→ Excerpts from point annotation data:
☆ ☆ ☆
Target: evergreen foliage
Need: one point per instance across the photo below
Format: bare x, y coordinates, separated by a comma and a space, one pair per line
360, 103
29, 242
☆ ☆ ☆
→ What is required: Every record above needs to be repeated word for word.

→ Response to the exercise:
Target: evergreen foliage
Need: one point per instance across the photo below
Format: bare x, y coordinates, separated by a comma and a space, one pair per line
360, 103
29, 242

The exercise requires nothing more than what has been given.